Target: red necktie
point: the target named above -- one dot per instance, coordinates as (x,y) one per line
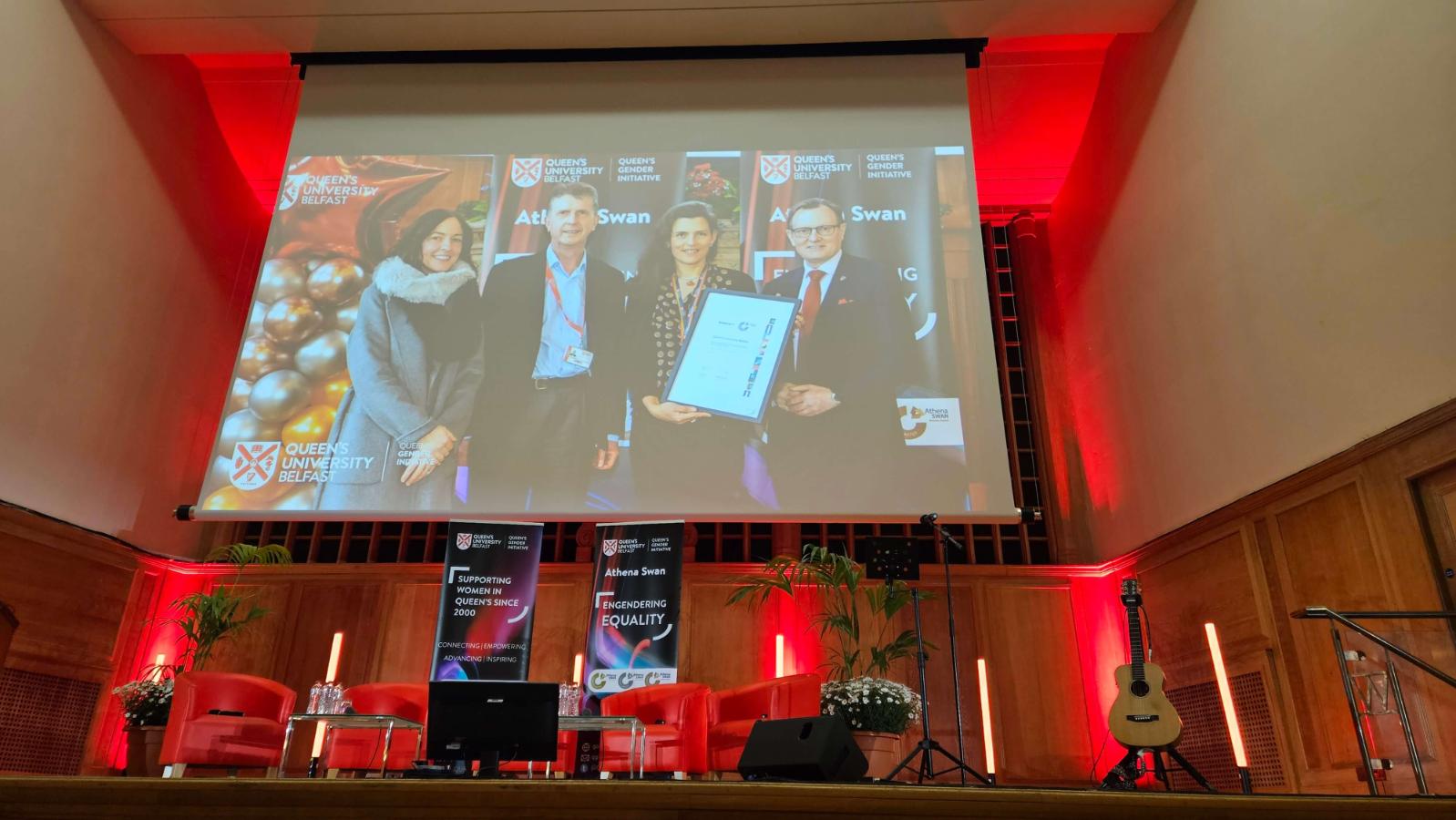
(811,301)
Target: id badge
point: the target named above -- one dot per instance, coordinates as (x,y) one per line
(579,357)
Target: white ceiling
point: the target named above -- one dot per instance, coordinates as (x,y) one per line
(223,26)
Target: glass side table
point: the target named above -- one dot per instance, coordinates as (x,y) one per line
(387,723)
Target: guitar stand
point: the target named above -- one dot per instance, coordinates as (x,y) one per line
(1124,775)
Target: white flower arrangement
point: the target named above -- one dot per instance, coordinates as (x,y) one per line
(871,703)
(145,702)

------------------------------------

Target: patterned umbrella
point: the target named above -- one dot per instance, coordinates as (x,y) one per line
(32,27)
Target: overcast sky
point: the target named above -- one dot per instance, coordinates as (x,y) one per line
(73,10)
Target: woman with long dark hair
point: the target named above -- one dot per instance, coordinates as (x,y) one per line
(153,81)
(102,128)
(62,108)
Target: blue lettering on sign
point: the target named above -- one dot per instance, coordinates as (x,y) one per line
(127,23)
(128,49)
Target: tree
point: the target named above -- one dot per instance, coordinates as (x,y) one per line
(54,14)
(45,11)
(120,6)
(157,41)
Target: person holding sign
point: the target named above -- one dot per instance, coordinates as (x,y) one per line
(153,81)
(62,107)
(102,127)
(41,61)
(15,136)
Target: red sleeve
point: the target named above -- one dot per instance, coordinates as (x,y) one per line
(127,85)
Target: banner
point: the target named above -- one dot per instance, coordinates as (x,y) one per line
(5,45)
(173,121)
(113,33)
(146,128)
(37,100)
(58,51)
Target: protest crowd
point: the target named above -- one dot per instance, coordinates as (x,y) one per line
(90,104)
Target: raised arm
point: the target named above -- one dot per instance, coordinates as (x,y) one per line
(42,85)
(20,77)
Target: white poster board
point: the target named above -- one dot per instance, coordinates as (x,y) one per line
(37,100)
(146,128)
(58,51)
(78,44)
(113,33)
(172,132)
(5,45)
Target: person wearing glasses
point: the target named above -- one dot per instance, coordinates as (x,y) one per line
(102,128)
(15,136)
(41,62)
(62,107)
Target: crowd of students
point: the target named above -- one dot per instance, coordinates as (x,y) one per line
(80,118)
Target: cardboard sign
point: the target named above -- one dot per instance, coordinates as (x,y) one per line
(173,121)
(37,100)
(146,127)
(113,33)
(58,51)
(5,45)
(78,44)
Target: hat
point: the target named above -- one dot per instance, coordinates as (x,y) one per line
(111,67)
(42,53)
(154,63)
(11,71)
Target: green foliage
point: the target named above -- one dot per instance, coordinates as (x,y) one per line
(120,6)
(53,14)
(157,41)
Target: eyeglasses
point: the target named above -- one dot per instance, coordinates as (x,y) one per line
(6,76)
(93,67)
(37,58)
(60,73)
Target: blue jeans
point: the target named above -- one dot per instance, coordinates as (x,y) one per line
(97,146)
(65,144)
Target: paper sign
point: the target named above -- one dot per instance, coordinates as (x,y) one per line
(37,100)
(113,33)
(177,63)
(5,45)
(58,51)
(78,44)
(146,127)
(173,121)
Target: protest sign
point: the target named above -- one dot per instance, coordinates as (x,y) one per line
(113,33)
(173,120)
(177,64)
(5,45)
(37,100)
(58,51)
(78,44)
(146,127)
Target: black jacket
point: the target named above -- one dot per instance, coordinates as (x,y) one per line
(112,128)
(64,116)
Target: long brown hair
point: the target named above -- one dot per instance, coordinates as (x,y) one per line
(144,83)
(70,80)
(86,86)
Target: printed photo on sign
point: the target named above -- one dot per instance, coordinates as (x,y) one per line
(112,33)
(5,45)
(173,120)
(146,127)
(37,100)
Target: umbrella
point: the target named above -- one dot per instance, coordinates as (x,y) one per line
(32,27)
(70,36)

------------------------------------

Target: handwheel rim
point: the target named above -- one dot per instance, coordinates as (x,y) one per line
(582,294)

------------------------------------

### Exercise objective
Copy out every line in the entries above that contains the word "long".

### Completed task
Target: woman with long dark hair
Target: long brown hair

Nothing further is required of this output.